- Problem
Print them exactly: the lines from the beginning of the entries below through the line that contains "Please give the outline of every instance of the white", and only those, with the pictures left out.

Recorded data

+++

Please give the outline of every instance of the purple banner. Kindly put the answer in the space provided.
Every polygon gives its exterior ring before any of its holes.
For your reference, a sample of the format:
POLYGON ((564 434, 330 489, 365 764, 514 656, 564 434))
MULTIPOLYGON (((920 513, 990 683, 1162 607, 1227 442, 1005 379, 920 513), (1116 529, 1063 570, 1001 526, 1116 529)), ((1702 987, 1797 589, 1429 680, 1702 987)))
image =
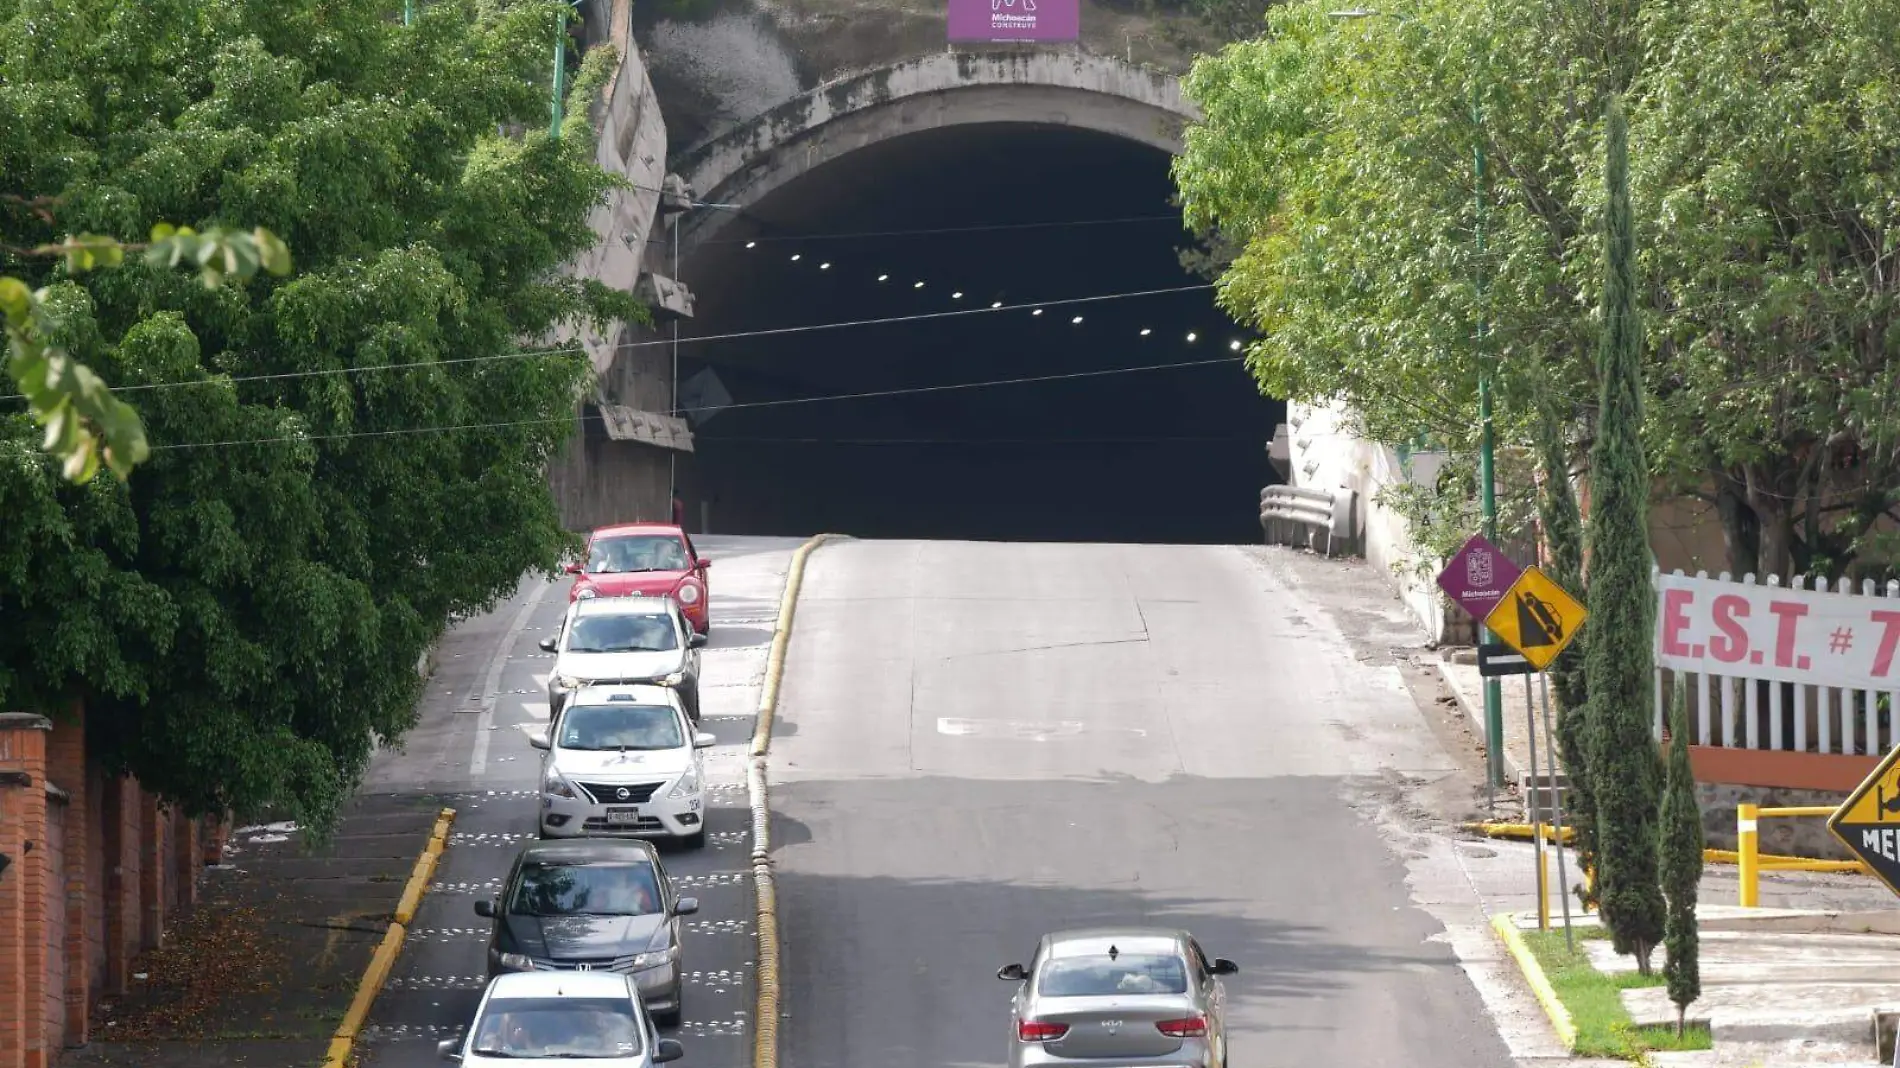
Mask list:
POLYGON ((950 0, 952 41, 1073 41, 1081 0, 950 0))
POLYGON ((1438 588, 1470 613, 1471 618, 1483 623, 1484 617, 1504 598, 1511 583, 1523 573, 1524 570, 1497 546, 1478 535, 1465 542, 1465 547, 1451 558, 1445 570, 1438 573, 1438 588))

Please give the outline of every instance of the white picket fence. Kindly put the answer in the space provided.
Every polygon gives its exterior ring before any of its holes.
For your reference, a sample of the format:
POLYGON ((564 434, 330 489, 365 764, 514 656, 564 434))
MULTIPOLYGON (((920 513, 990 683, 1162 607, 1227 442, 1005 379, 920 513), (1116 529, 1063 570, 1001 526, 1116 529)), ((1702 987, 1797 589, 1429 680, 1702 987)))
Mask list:
POLYGON ((1728 572, 1653 578, 1658 738, 1681 675, 1696 745, 1871 755, 1900 743, 1900 582, 1869 580, 1856 590, 1845 579, 1829 589, 1819 576, 1785 585, 1779 576, 1757 582, 1728 572), (1698 602, 1716 608, 1699 618, 1698 602))

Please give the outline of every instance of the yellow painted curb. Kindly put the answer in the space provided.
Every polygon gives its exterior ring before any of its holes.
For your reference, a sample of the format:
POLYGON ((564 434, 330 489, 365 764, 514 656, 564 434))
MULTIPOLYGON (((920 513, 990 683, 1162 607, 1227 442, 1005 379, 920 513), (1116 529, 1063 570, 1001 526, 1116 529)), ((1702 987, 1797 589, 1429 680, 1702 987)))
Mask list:
POLYGON ((369 958, 369 966, 363 969, 363 978, 356 984, 356 996, 350 999, 350 1007, 343 1012, 343 1020, 336 1025, 336 1034, 330 1039, 330 1051, 323 1059, 323 1068, 344 1068, 349 1063, 350 1053, 356 1048, 356 1036, 362 1033, 363 1024, 369 1020, 370 1006, 376 1003, 376 995, 382 992, 383 984, 389 981, 389 973, 396 967, 396 955, 402 952, 402 942, 409 936, 409 925, 415 922, 416 910, 422 907, 422 895, 429 888, 429 880, 435 876, 436 863, 442 857, 442 851, 449 845, 449 827, 455 822, 455 810, 445 808, 435 818, 435 827, 429 832, 429 844, 422 847, 422 855, 416 858, 416 866, 409 873, 409 882, 403 887, 402 897, 396 902, 395 919, 389 929, 383 932, 382 944, 369 958))
MULTIPOLYGON (((1482 834, 1487 838, 1509 838, 1514 841, 1531 840, 1531 825, 1528 823, 1466 823, 1464 829, 1473 834, 1482 834)), ((1564 828, 1563 840, 1566 845, 1576 838, 1569 827, 1564 828)), ((1704 849, 1703 861, 1709 864, 1735 864, 1741 854, 1733 849, 1704 849)), ((1839 874, 1870 875, 1867 865, 1858 860, 1822 860, 1819 857, 1794 857, 1784 853, 1758 853, 1763 871, 1809 871, 1834 872, 1839 874)))
POLYGON ((785 592, 779 597, 772 648, 765 658, 765 679, 759 686, 759 716, 752 728, 752 759, 746 769, 746 794, 752 806, 752 886, 759 950, 758 1000, 752 1013, 753 1068, 778 1068, 778 886, 772 878, 772 811, 765 791, 765 758, 772 748, 779 680, 785 675, 785 650, 792 642, 792 617, 798 610, 798 591, 805 584, 805 561, 813 549, 833 537, 836 535, 820 534, 792 554, 791 566, 785 573, 785 592))
POLYGON ((1557 990, 1550 985, 1550 977, 1544 974, 1544 966, 1537 963, 1537 955, 1525 943, 1524 935, 1517 929, 1517 917, 1511 913, 1499 913, 1491 917, 1491 929, 1497 932, 1498 940, 1504 943, 1505 952, 1517 961, 1517 970, 1524 973, 1524 981, 1531 985, 1531 993, 1537 995, 1538 1004, 1544 1007, 1544 1015, 1550 1017, 1550 1025, 1557 1031, 1557 1040, 1567 1050, 1577 1048, 1577 1024, 1570 1018, 1570 1010, 1557 1000, 1557 990))

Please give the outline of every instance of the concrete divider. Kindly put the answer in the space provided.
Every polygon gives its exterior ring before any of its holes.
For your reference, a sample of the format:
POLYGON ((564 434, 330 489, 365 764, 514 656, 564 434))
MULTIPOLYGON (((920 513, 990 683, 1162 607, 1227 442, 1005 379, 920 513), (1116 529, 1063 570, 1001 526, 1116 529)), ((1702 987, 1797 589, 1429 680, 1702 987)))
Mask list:
POLYGON ((382 992, 383 984, 389 981, 389 973, 396 967, 396 957, 402 953, 403 939, 409 936, 409 925, 415 922, 416 910, 422 907, 422 895, 428 892, 429 880, 435 877, 436 863, 442 857, 442 851, 449 845, 449 828, 455 823, 455 810, 445 808, 436 816, 435 827, 429 832, 429 844, 422 848, 422 854, 416 858, 416 866, 409 873, 409 882, 403 887, 402 897, 397 899, 396 911, 390 921, 389 929, 383 932, 383 941, 370 955, 369 966, 363 969, 363 978, 356 984, 356 996, 350 999, 350 1007, 343 1012, 343 1019, 336 1026, 336 1034, 330 1039, 329 1053, 324 1057, 323 1068, 346 1068, 356 1049, 357 1036, 362 1034, 364 1024, 369 1020, 369 1010, 376 1004, 376 995, 382 992))
POLYGON ((1570 1010, 1557 998, 1557 989, 1550 985, 1550 976, 1544 974, 1544 966, 1537 963, 1537 955, 1531 952, 1529 943, 1517 928, 1517 916, 1501 912, 1491 917, 1491 929, 1497 932, 1498 941, 1504 943, 1504 951, 1517 962, 1518 971, 1524 974, 1524 981, 1530 984, 1531 993, 1537 995, 1537 1003, 1544 1007, 1544 1015, 1550 1017, 1550 1026, 1557 1032, 1557 1040, 1564 1048, 1577 1048, 1577 1024, 1570 1018, 1570 1010))
POLYGON ((759 958, 758 997, 752 1013, 753 1068, 778 1068, 778 885, 772 877, 772 809, 766 793, 765 762, 772 749, 779 680, 785 675, 785 650, 792 641, 792 617, 798 610, 798 591, 805 581, 805 561, 812 550, 835 536, 820 534, 792 554, 791 567, 785 574, 785 592, 779 596, 778 624, 772 630, 772 647, 766 654, 765 678, 759 685, 758 719, 752 728, 746 797, 752 807, 752 888, 759 958))

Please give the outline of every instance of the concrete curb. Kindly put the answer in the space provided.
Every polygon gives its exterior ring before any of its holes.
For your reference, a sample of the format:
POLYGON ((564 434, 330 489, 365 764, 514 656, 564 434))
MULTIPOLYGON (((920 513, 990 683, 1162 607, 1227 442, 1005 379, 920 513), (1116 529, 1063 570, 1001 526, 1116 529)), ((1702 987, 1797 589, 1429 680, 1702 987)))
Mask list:
POLYGON ((785 573, 785 592, 778 602, 778 624, 772 648, 765 658, 765 679, 759 685, 759 714, 752 728, 752 748, 746 768, 746 795, 752 806, 752 885, 756 905, 759 979, 753 1007, 753 1068, 778 1068, 779 942, 778 885, 772 878, 772 810, 765 789, 765 762, 772 749, 772 724, 778 716, 779 680, 785 675, 785 650, 792 641, 792 617, 798 610, 798 591, 805 584, 805 561, 812 550, 836 537, 819 534, 792 553, 785 573))
MULTIPOLYGON (((1477 728, 1478 737, 1480 739, 1484 738, 1483 706, 1472 704, 1471 699, 1465 696, 1465 692, 1458 688, 1458 680, 1452 677, 1450 664, 1446 663, 1443 659, 1438 659, 1432 661, 1432 666, 1438 669, 1439 679, 1444 682, 1445 689, 1451 691, 1452 699, 1458 702, 1459 710, 1462 711, 1465 714, 1465 718, 1469 719, 1477 728)), ((1523 781, 1524 768, 1517 762, 1516 758, 1511 756, 1509 748, 1504 750, 1504 770, 1511 776, 1511 781, 1523 781)))
POLYGON ((382 992, 383 984, 389 981, 389 973, 396 966, 396 956, 402 952, 402 942, 409 935, 409 924, 415 922, 416 910, 422 907, 422 895, 429 889, 429 880, 435 877, 435 866, 442 859, 442 851, 449 845, 449 827, 455 823, 455 810, 445 808, 435 818, 435 829, 429 833, 429 844, 422 847, 422 855, 416 858, 416 866, 409 873, 409 882, 403 887, 402 897, 396 902, 395 918, 389 929, 383 932, 383 942, 369 958, 369 966, 363 969, 363 978, 356 984, 356 996, 350 999, 350 1007, 344 1010, 342 1022, 336 1025, 336 1034, 330 1039, 330 1052, 323 1059, 323 1068, 345 1068, 356 1049, 356 1038, 363 1031, 363 1025, 369 1020, 370 1007, 376 1004, 376 995, 382 992))
POLYGON ((1524 942, 1524 936, 1517 929, 1518 919, 1508 912, 1491 917, 1491 929, 1497 932, 1498 941, 1504 943, 1504 951, 1517 962, 1517 970, 1524 974, 1524 981, 1530 984, 1531 993, 1537 995, 1537 1003, 1544 1007, 1544 1015, 1550 1017, 1550 1025, 1557 1032, 1557 1041, 1564 1048, 1575 1051, 1577 1048, 1577 1024, 1570 1018, 1570 1010, 1557 1000, 1557 990, 1550 985, 1550 977, 1544 974, 1544 966, 1537 963, 1536 954, 1524 942))

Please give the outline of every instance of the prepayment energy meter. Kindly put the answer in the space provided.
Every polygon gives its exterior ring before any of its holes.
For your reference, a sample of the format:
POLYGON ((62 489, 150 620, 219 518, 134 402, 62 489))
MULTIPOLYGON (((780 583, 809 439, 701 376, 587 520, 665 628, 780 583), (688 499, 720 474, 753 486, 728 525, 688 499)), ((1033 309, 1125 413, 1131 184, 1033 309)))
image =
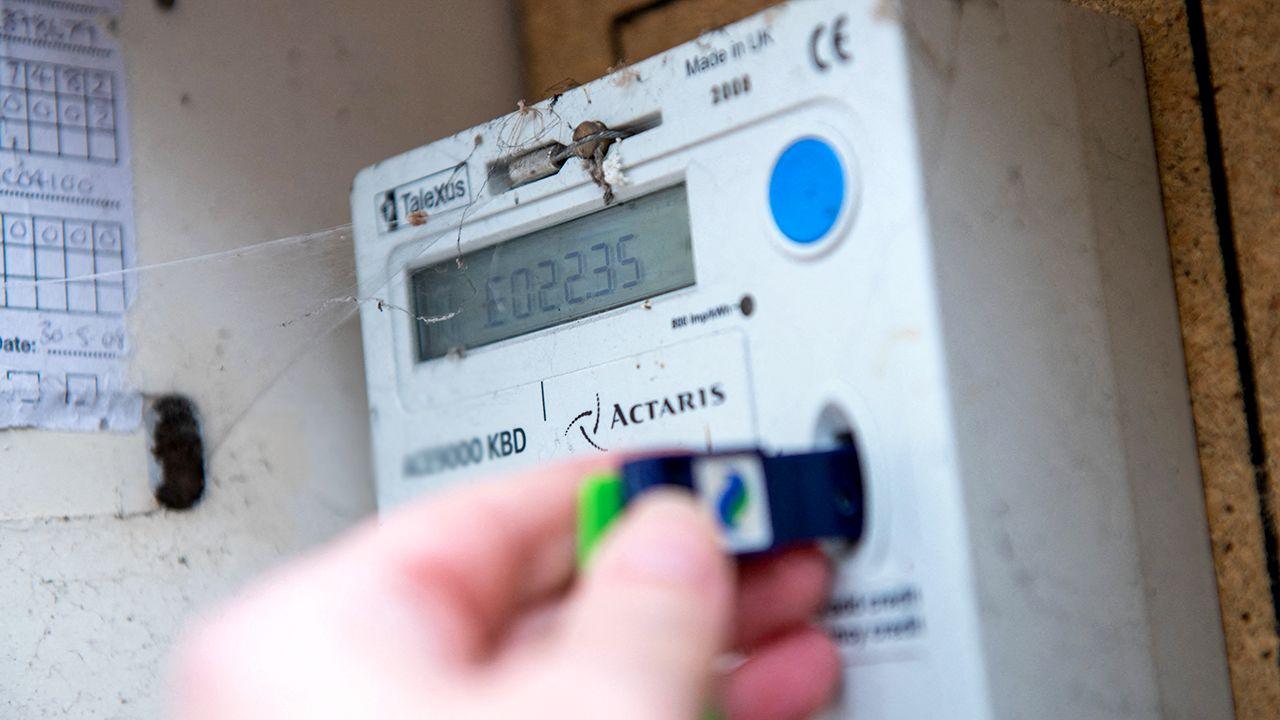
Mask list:
POLYGON ((1130 25, 792 2, 351 203, 381 507, 572 455, 856 448, 834 716, 1232 716, 1130 25))

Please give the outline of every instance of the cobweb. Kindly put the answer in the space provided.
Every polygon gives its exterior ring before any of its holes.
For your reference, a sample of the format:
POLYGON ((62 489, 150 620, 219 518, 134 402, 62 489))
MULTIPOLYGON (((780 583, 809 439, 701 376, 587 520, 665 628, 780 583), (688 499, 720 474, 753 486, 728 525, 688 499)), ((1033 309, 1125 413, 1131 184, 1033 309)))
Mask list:
MULTIPOLYGON (((554 145, 561 164, 579 146, 599 147, 602 137, 570 139, 573 128, 555 112, 554 103, 539 108, 522 103, 485 130, 507 154, 554 145), (552 142, 552 138, 566 142, 552 142)), ((606 130, 603 135, 613 141, 626 132, 606 130)), ((477 136, 476 148, 481 142, 477 136)), ((458 167, 475 152, 459 158, 458 167)), ((601 157, 579 157, 593 178, 601 174, 601 157)), ((398 236, 396 245, 439 257, 441 243, 448 243, 456 253, 457 269, 466 277, 469 269, 462 248, 467 223, 482 215, 484 206, 501 190, 495 186, 494 192, 487 192, 489 183, 486 175, 460 212, 409 218, 412 231, 398 236)), ((607 183, 603 187, 608 190, 607 183)), ((335 201, 345 204, 344 199, 335 201)), ((457 307, 434 311, 433 316, 415 316, 389 294, 390 289, 403 286, 404 268, 414 266, 414 258, 398 256, 395 267, 363 268, 360 276, 355 257, 352 227, 341 225, 71 279, 0 278, 0 284, 6 290, 16 285, 41 288, 91 280, 123 281, 131 286, 124 344, 129 367, 126 394, 144 401, 175 394, 192 400, 206 455, 212 457, 258 398, 361 307, 402 313, 431 324, 464 311, 482 294, 480 284, 473 283, 476 292, 455 297, 457 307)), ((5 398, 0 397, 2 401, 5 398)))
MULTIPOLYGON (((425 220, 404 241, 419 252, 441 242, 461 247, 463 221, 425 220)), ((362 306, 412 316, 387 296, 399 274, 403 270, 374 269, 362 282, 352 228, 341 225, 72 280, 5 278, 0 283, 6 290, 93 280, 132 286, 125 343, 128 394, 143 400, 173 394, 190 398, 206 452, 213 455, 257 399, 362 306)), ((450 315, 417 321, 430 324, 450 315)))

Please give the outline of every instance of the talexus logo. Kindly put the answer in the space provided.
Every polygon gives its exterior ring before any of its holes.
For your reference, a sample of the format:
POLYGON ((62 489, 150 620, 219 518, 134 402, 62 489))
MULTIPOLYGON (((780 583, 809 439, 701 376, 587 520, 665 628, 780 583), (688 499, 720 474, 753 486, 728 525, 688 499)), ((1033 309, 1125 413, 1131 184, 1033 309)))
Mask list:
POLYGON ((464 207, 470 199, 471 178, 466 163, 397 185, 373 198, 378 232, 420 225, 422 219, 464 207))

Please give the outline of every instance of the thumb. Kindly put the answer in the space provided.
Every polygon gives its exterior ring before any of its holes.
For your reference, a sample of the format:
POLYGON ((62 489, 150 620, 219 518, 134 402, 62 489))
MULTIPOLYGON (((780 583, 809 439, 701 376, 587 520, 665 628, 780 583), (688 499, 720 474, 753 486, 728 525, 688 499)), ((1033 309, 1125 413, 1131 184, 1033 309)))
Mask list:
POLYGON ((620 703, 650 709, 638 716, 695 718, 733 593, 711 518, 685 493, 650 493, 592 558, 566 618, 566 659, 621 691, 620 703))

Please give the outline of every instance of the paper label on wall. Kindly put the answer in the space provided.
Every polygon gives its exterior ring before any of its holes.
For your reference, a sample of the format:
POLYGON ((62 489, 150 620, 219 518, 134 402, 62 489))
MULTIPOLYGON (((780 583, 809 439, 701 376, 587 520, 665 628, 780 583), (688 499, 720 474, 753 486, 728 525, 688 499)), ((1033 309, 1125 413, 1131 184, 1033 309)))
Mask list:
POLYGON ((0 428, 139 424, 126 382, 135 246, 119 11, 0 0, 0 428))

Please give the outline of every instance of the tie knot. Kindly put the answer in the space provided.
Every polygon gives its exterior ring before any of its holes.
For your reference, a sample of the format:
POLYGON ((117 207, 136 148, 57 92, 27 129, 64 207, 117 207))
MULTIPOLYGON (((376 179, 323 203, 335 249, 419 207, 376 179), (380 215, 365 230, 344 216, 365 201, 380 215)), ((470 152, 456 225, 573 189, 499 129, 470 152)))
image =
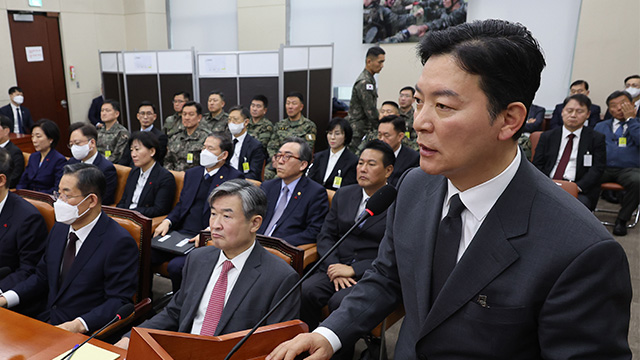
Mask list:
POLYGON ((74 232, 70 232, 69 233, 69 240, 78 241, 78 235, 76 235, 76 233, 74 233, 74 232))
POLYGON ((289 187, 288 187, 288 186, 283 187, 283 188, 282 188, 282 193, 283 193, 284 195, 289 194, 289 187))
POLYGON ((229 260, 225 260, 222 263, 222 274, 228 273, 231 269, 233 269, 233 263, 229 260))
POLYGON ((209 173, 204 174, 204 179, 205 180, 209 180, 211 178, 211 175, 209 175, 209 173))
POLYGON ((462 200, 460 200, 460 195, 455 194, 451 197, 451 202, 449 203, 449 213, 448 217, 460 217, 462 211, 466 209, 462 200))
POLYGON ((571 134, 569 134, 569 136, 568 136, 568 137, 569 137, 569 140, 573 140, 573 138, 574 138, 574 137, 576 137, 576 134, 571 133, 571 134))
POLYGON ((233 139, 233 145, 238 143, 238 139, 233 139))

+++

- Written response
Please give the outline of every instance of the purple banner. Kindly put the answer in the space provided.
Every polygon gives its exterior ring before any of its holes.
For your reference, a sample of the format:
POLYGON ((564 434, 330 489, 365 764, 514 656, 564 434))
MULTIPOLYGON (((920 513, 990 683, 1162 607, 1227 442, 1005 379, 920 513), (1116 529, 1063 570, 1001 526, 1116 529)), ((1702 987, 1797 589, 1429 680, 1702 987)))
image =
Mask list:
POLYGON ((950 0, 952 41, 1073 41, 1081 0, 950 0))
POLYGON ((1438 588, 1470 613, 1471 618, 1483 623, 1484 617, 1504 598, 1511 583, 1523 573, 1524 570, 1497 546, 1478 535, 1465 542, 1465 547, 1451 558, 1445 570, 1438 573, 1438 588))

Please give the outline of every instance of the white picket fence. Kindly put the answer in the space provided.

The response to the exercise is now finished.